* _Tasks and exercises_
• a. In the article about the Halls and KU, how many years did Clarke Wescoe serve as a director of the company and foundation?
• b. Write the next part of the article on the long history between the Halls and KU, picking up after its final sentence.

* _Extract_
*** Block opens ***
Archive for Wednesday, June 20, 2001

Halls, KU have long history

June 20, 2001


Over the past 43 years, the foundation has donated more than $7 million for everything from mammalian genetic research to humanities programs.

"The Hall Family Foundation has been a longtime donor and supporter of the University of Kansas," said Chancellor Robert Hemenway. "So this is a continuation of the relationship that has developed since the days of Franklin Murphy."

Murphy, KU's chancellor from 1951 to 1960, was the first member of the Hallmark Cards board of directors not related to the company's founder, Joyce C. Hall. Murphy also served as a director for the precursor of the Hall Family Foundation. He left in 1982 after 31 years on the boards.

Clarke Wescoe, KU's chancellor from 1960 to 1969, also served as a director of the company and foundation for 21 years, leaving in 1985.

Donald J. Hall, Joyce Hall's son who serves as chairman of Hallmark's board of directors and was president of the company from 1966 to 1986, said Murphy and Wescoe influenced the company and foundation toward more support for higher education.

"With their guidance, we had to learn the impact of higher education on our community," he said. "There was no other way around it."

In addition to gifts from the Hall Family Foundation, the philanthropic arm of Hallmark Cards also donates to KU. Corporate gifts include sponsorship of the Hallmark Symposium at the School of Fine Arts and professorships in the School of Business and department of art and design.

Joyce Hall received the Distinguished Service Citation from KU in 1972. Donald Hall was given the citation in 1980.

Ron Calgaard has provided another link between KU and the foundation. Calgaard worked at KU from 1963 to 1979, including a four-year stint as vice chancellor for academic affairs in the late '70s.

Calgaard's first contact with the Hall Family Foundation was in the late 1960s and early 1970s, when he taught economic policy to Hallmark managers as part of the company's executive development program.
*** Block closes ***
[Saved data entries]
*** Block opens ***
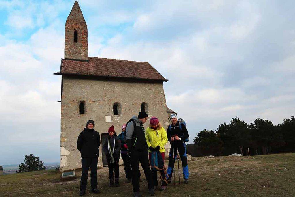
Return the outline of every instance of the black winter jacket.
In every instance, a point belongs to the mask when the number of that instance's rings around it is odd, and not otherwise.
[[[120,150],[121,149],[121,143],[120,142],[120,140],[116,135],[114,135],[112,137],[111,137],[109,135],[108,137],[106,138],[104,143],[104,145],[103,146],[104,152],[104,154],[106,154],[107,159],[111,159],[111,154],[109,151],[109,139],[110,141],[110,146],[111,147],[111,151],[113,150],[113,148],[114,147],[114,141],[115,140],[115,148],[114,150],[114,153],[113,153],[113,156],[114,158],[116,159],[120,159]]]
[[[99,133],[94,129],[84,128],[80,133],[77,142],[77,148],[81,157],[94,157],[99,156],[98,148],[100,146]]]

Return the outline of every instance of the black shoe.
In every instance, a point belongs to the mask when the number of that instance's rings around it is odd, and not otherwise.
[[[85,190],[81,190],[80,191],[80,193],[79,194],[79,196],[83,196],[85,195]]]
[[[133,192],[133,194],[135,197],[141,197],[142,196],[141,194],[139,193],[139,191],[138,192]]]
[[[155,190],[154,190],[153,188],[149,189],[148,190],[148,193],[150,194],[150,195],[151,196],[154,196],[155,195]]]
[[[114,187],[114,179],[110,179],[110,185],[109,187],[110,188]]]
[[[91,191],[92,193],[100,193],[100,191],[97,189],[97,188],[93,188],[91,190]]]
[[[115,179],[115,187],[119,187],[120,184],[119,184],[119,179],[116,178]]]

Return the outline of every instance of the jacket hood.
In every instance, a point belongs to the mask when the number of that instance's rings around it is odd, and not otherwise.
[[[131,118],[131,119],[133,119],[136,122],[137,122],[140,123],[141,123],[141,121],[139,120],[139,119],[138,119],[138,118],[136,116],[132,116],[132,117]]]

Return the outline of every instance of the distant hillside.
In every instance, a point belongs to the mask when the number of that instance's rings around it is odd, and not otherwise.
[[[45,163],[46,170],[55,169],[59,166],[59,162],[49,162]],[[16,173],[16,171],[18,169],[18,164],[11,164],[3,165],[4,174],[7,175]]]

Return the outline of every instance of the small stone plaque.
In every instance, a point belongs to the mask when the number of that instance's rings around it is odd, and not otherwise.
[[[62,178],[75,177],[75,175],[74,171],[67,172],[64,172],[63,174],[61,174]]]

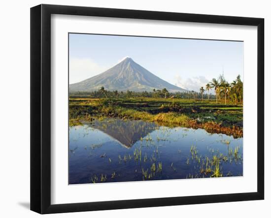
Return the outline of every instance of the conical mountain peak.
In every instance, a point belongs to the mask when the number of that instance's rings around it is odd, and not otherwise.
[[[97,76],[79,83],[71,84],[70,92],[91,92],[103,87],[108,91],[152,92],[167,89],[175,93],[186,90],[174,86],[142,67],[130,57],[126,57],[115,66]]]

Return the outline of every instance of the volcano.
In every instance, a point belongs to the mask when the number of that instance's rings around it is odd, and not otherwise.
[[[170,93],[186,91],[160,78],[128,57],[103,73],[70,84],[69,92],[98,91],[102,86],[111,91],[152,92],[154,89],[164,88]]]

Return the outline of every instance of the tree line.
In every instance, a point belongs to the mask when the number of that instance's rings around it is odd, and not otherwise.
[[[208,99],[209,99],[209,92],[212,89],[214,89],[216,103],[222,98],[225,101],[225,104],[227,104],[227,100],[236,104],[243,100],[243,82],[239,75],[231,83],[229,83],[223,75],[220,75],[218,79],[213,78],[211,82],[206,84],[205,89],[203,87],[200,89],[202,100],[205,91],[208,93]]]
[[[210,93],[214,90],[215,94]],[[152,92],[134,92],[127,90],[126,92],[110,91],[106,90],[104,87],[101,87],[99,90],[92,92],[75,92],[70,93],[71,96],[86,96],[92,98],[131,98],[131,97],[153,97],[153,98],[177,98],[186,99],[202,98],[208,100],[215,99],[218,101],[223,100],[225,104],[227,102],[232,102],[237,104],[243,100],[243,82],[238,75],[235,80],[229,83],[223,75],[220,75],[218,79],[213,78],[205,86],[202,87],[199,92],[194,91],[171,93],[167,89],[161,90],[153,89]]]

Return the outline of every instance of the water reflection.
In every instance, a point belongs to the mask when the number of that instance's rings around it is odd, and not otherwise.
[[[87,125],[102,131],[127,148],[159,127],[154,123],[121,119],[95,120]]]
[[[69,184],[242,176],[242,142],[202,129],[97,120],[69,128]]]

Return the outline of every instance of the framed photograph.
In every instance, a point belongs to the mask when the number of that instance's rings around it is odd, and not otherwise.
[[[31,209],[263,199],[262,18],[31,10]]]

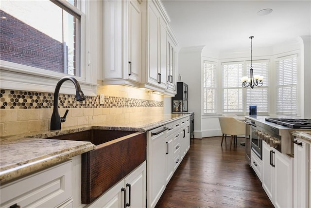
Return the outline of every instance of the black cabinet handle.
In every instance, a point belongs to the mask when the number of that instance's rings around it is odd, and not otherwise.
[[[60,122],[64,122],[66,121],[66,116],[67,116],[67,113],[68,113],[68,112],[69,110],[68,109],[66,110],[66,112],[65,112],[65,114],[64,114],[64,116],[60,118]]]
[[[159,76],[159,81],[158,82],[158,84],[161,84],[161,82],[162,82],[161,81],[161,74],[157,73],[157,75]]]
[[[297,140],[293,141],[293,143],[295,143],[295,144],[296,144],[296,145],[298,145],[302,146],[302,142],[299,142]]]
[[[169,154],[169,143],[166,142],[166,154]]]
[[[130,207],[131,206],[131,184],[126,184],[126,187],[129,188],[128,203],[126,203],[126,207]]]
[[[132,61],[129,61],[128,63],[130,64],[130,73],[128,73],[129,76],[132,75]]]
[[[123,207],[124,208],[125,208],[126,207],[126,203],[125,202],[126,199],[126,189],[123,188],[122,188],[122,189],[121,189],[121,191],[124,191],[124,205],[123,205]]]
[[[163,132],[165,132],[165,131],[167,130],[168,129],[169,129],[168,128],[164,127],[163,128],[163,129],[159,131],[158,132],[151,132],[151,134],[152,135],[159,134],[160,133],[162,133]]]

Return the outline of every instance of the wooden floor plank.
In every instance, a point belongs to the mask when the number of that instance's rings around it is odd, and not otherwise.
[[[221,137],[191,140],[191,147],[156,208],[273,208],[244,156]]]

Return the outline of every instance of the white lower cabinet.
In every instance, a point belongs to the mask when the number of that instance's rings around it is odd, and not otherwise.
[[[276,208],[293,206],[293,161],[262,141],[262,187]]]
[[[188,127],[190,122],[187,122],[189,118],[188,116],[177,119],[147,133],[148,208],[156,206],[166,185],[189,150],[190,130],[190,127]]]
[[[166,138],[166,152],[165,152],[166,183],[167,185],[174,173],[174,134],[171,134]]]
[[[88,207],[146,207],[146,162]]]
[[[165,130],[162,126],[147,133],[147,203],[148,208],[156,206],[165,189],[165,131],[167,130]]]
[[[70,160],[1,185],[0,207],[9,208],[16,204],[21,208],[72,207],[72,187]]]
[[[294,205],[295,208],[309,206],[309,144],[297,138],[294,145]]]

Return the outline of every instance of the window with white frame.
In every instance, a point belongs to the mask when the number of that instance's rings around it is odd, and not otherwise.
[[[297,55],[277,58],[276,114],[298,114]]]
[[[76,0],[1,2],[1,60],[80,76]]]
[[[241,79],[244,62],[223,63],[223,112],[243,113],[243,91]]]
[[[260,75],[262,76],[264,79],[262,81],[263,84],[261,87],[254,87],[253,89],[249,87],[246,88],[245,112],[246,114],[248,112],[250,105],[257,106],[258,114],[269,113],[269,63],[268,61],[260,60],[253,61],[252,64],[254,76]],[[246,74],[249,73],[250,67],[250,63],[247,63]]]
[[[203,61],[203,114],[216,113],[216,64]]]
[[[257,106],[258,114],[267,114],[269,112],[269,61],[253,61],[255,76],[264,78],[261,87],[244,88],[242,86],[241,78],[249,76],[250,62],[239,61],[223,63],[223,112],[247,114],[250,105]]]
[[[96,95],[98,63],[91,62],[101,40],[89,36],[99,30],[101,7],[86,0],[2,1],[0,88],[53,92],[70,75],[85,95]],[[74,88],[67,82],[60,93]]]

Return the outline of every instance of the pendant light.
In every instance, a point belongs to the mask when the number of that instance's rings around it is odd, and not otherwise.
[[[258,87],[260,87],[262,85],[262,80],[263,79],[263,77],[259,76],[255,76],[255,77],[254,76],[254,74],[253,74],[253,67],[252,66],[252,55],[253,55],[253,51],[252,51],[252,47],[253,47],[253,41],[252,39],[254,38],[254,36],[251,36],[249,37],[249,38],[251,39],[251,68],[249,69],[250,71],[250,77],[248,78],[247,76],[243,76],[241,78],[241,81],[242,81],[242,87],[250,87],[253,89],[254,86],[256,86]]]

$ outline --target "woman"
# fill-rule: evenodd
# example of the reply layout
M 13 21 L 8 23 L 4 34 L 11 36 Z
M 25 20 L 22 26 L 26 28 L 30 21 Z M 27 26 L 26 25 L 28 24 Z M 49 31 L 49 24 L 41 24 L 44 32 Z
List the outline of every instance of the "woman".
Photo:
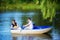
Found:
M 28 29 L 28 30 L 33 29 L 33 22 L 31 20 L 31 18 L 28 18 L 27 21 L 28 21 L 28 23 L 26 25 L 24 25 L 25 26 L 25 29 Z
M 12 29 L 17 29 L 17 28 L 18 28 L 18 25 L 17 25 L 17 23 L 16 23 L 15 20 L 12 20 L 11 28 L 12 28 Z

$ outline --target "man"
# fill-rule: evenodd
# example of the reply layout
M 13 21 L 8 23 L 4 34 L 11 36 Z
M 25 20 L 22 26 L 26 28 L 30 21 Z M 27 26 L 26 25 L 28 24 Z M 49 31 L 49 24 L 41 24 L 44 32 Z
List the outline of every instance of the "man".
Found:
M 11 29 L 21 29 L 20 27 L 18 27 L 17 23 L 15 20 L 12 20 L 12 25 L 11 25 Z
M 25 29 L 28 29 L 28 30 L 33 29 L 33 23 L 32 23 L 31 18 L 28 18 L 27 21 L 28 21 L 28 23 L 26 25 L 24 25 L 25 26 Z

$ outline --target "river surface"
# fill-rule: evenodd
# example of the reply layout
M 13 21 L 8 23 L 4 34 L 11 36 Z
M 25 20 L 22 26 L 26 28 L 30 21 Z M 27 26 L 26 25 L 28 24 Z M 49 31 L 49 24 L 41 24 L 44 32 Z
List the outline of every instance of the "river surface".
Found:
M 49 34 L 41 35 L 12 35 L 10 32 L 11 21 L 16 20 L 19 27 L 26 24 L 27 18 L 30 17 L 36 25 L 52 25 L 48 21 L 42 20 L 39 12 L 4 12 L 0 13 L 0 40 L 60 40 L 60 31 L 53 26 Z

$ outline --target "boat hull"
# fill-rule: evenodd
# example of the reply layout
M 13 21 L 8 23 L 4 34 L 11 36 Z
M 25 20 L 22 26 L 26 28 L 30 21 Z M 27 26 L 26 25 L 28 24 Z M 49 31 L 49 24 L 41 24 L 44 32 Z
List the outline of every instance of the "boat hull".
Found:
M 43 34 L 50 31 L 51 28 L 34 29 L 34 30 L 11 30 L 12 34 Z

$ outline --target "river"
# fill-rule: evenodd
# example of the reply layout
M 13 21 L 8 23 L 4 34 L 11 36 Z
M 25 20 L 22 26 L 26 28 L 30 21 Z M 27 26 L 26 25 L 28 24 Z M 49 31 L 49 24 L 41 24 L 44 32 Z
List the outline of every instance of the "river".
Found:
M 42 19 L 39 12 L 3 12 L 0 13 L 0 40 L 60 40 L 59 30 L 54 25 L 49 34 L 41 35 L 12 35 L 10 32 L 11 21 L 16 20 L 19 27 L 26 24 L 27 18 L 30 17 L 36 25 L 53 25 L 48 20 Z

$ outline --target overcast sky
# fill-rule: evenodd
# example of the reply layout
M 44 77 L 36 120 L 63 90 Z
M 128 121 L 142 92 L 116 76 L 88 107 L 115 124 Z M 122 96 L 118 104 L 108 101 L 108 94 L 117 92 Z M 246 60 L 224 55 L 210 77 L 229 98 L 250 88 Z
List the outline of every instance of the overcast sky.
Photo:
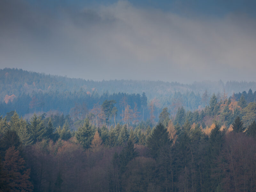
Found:
M 158 1 L 1 0 L 0 68 L 95 80 L 256 81 L 256 1 Z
*** Block closes ***
* _Answer set_
• a. 21 years, leaving in 1985.

• b.
Fifteen years ago, he began serving as a consultant to the foundation on higher education issues, helping members decide how to donate. He reviewed the latest grant before a final decision was made.

"The Hall Family Foundation wants KU to be more identified with the metropolitan area in Kansas City," Calgaard said. "They find Bob Hemenway more strongly committed to that agenda than any chancellor they've worked with before."

The Halls' first major donation to KU was in 1957, when they gave $180,000 to construct the Hall Laboratory of Mammalian Genetics, an addition to Snow Hall.

The foundation also donated money for an addition to Summerfield Hall and business professorships in 1980, construction of the Regents Center at Edwards Campus in 1994 and a professorship in molecular medicine in 1996.

But the best-known foundation gift came in 1984 and 1985 with a donation of $3.5 million toward five humanities professorships and other humanities programs.

The gifts helped the Center for Humanistic Studies, then a fledgling center that primarily focused on faculty development, receive a challenge grant from the National Endowment for the Humanities. In exchange, KU renamed the center the Hall Center for the Humanities in 1986.

"I think really the Hall Center is a window for the Halls into the contribution they're making to the humanities at KU -- to understand better and watch better what their support is making possible," said Victor Bailey, Hall Center director.